── TEXT SEGMENT ──
What is an Induction Cooktop?
Induction cooktops are an extremely safe and energy-efficient choice. Unlike gas and electric ranges, induction ranges use electromagnetism to efficiently transferring heat directly to the pot or skillet on the cooktop and not the cooktop surface itself. Alternative cooking methods require indirect heat transfer through conduction, convection, or radiation, all of which require more energy.
Induction Range. Photo Credit: The Conscious Builder
How Does An Induction Cooktop Work?
Induction stoves heat using a process called electromagnetism. This reaction takes place between induction-compatible cookware and the coils, located just below the slim induction cooktop's surface. In this process, the heat is directed at the pot or skillet only, keeping the rest of the cooking surface and your home significantly cooler.
In fact, tests have shown that induction cooktops are very safe.
Is An Induction Cooktop Safe?
Induction cooking surfaces will only transfer heat to magnetic cookware at least the size of a small pot. The stove is smart enough to recognize things like stray silverware, metal jewelry, and other items. It makes it impossible to burn yourself, or for food to stick to the surface or melt items that find their way to the cooktop. That makes for much easier cleanup. You can even leave a plastic bag or takeout container right on the burner, and it won't even melt!
Nutid Induction Cooktop. Photo Credit: Ikea
Are Induction Cooktops Better Than Gas Ranges?
───
▶ TASK A
Reproduce the induction cooktop text word for word, from start to finish.
The records below have no connection to the induction cooktop text.
── STORED RECORDS ──
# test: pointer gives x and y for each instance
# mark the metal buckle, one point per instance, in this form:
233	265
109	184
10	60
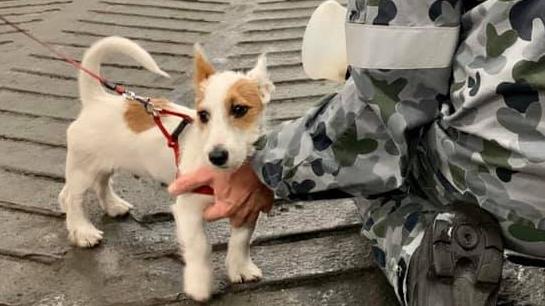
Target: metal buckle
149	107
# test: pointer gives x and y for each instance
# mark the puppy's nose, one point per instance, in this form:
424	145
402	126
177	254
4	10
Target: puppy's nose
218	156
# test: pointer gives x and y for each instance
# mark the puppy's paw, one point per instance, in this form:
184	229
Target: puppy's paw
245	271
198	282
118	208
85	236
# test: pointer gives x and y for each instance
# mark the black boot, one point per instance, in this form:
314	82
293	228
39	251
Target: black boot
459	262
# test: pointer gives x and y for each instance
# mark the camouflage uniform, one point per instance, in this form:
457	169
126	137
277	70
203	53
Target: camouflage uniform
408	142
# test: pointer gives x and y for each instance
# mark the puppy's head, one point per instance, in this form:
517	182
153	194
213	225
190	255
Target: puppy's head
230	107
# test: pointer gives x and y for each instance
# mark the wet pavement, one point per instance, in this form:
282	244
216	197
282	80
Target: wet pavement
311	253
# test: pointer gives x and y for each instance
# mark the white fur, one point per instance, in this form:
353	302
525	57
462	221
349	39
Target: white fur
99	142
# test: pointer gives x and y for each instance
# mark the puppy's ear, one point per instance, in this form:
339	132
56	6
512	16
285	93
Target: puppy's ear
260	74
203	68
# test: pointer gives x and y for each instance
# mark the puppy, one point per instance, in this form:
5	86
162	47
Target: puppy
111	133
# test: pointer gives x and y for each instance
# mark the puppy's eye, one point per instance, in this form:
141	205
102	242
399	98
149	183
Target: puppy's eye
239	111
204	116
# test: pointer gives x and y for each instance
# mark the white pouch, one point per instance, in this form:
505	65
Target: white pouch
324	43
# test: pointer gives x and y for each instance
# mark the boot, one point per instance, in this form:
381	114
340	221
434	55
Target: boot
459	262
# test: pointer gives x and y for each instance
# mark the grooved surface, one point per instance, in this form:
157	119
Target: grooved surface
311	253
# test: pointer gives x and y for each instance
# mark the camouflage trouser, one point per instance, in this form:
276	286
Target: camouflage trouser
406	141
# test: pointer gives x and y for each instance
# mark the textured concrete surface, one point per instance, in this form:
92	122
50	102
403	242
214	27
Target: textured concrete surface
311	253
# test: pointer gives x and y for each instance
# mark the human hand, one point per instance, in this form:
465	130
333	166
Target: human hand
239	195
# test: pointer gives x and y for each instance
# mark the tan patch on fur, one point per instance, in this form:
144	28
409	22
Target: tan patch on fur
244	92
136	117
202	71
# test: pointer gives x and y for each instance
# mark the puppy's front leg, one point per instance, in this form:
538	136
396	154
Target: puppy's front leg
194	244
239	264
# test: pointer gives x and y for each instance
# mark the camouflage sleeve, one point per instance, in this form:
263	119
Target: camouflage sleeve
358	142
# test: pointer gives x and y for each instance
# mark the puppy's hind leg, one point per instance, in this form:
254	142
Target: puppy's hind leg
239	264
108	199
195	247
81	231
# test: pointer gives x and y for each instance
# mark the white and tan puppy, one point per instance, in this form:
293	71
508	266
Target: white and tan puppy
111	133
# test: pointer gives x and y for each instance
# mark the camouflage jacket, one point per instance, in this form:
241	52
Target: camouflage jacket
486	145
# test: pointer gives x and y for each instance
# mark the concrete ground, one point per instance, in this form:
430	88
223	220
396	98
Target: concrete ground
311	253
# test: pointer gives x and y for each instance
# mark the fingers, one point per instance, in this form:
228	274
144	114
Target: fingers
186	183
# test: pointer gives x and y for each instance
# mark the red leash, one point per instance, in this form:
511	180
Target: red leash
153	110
───
▶ TASK B
Pick out each line of the records that contains the string "boot".

▶ WORKED ANSWER A
What is an Induction Cooktop?
Induction cooktops are an extremely safe and energy-efficient choice. Unlike gas and electric ranges, induction ranges use electromagnetism to efficiently transferring heat directly to the pot or skillet on the cooktop and not the cooktop surface itself. Alternative cooking methods require indirect heat transfer through conduction, convection, or radiation, all of which require more energy.
Induction Range. Photo Credit: The Conscious Builder
How Does An Induction Cooktop Work?
Induction stoves heat using a process called electromagnetism. This reaction takes place between induction-compatible cookware and the coils, located just below the slim induction cooktop's surface. In this process, the heat is directed at the pot or skillet only, keeping the rest of the cooking surface and your home significantly cooler.
In fact, tests have shown that induction cooktops are very safe.
Is An Induction Cooktop Safe?
Induction cooking surfaces will only transfer heat to magnetic cookware at least the size of a small pot. The stove is smart enough to recognize things like stray silverware, metal jewelry, and other items. It makes it impossible to burn yourself, or for food to stick to the surface or melt items that find their way to the cooktop. That makes for much easier cleanup. You can even leave a plastic bag or takeout container right on the burner, and it won't even melt!
Nutid Induction Cooktop. Photo Credit: Ikea
Are Induction Cooktops Better Than Gas Ranges?

▶ WORKED ANSWER B
# mark the black boot, one point per instance, in this form:
Target: black boot
# mark the boot, one point per instance, in this form:
Target: boot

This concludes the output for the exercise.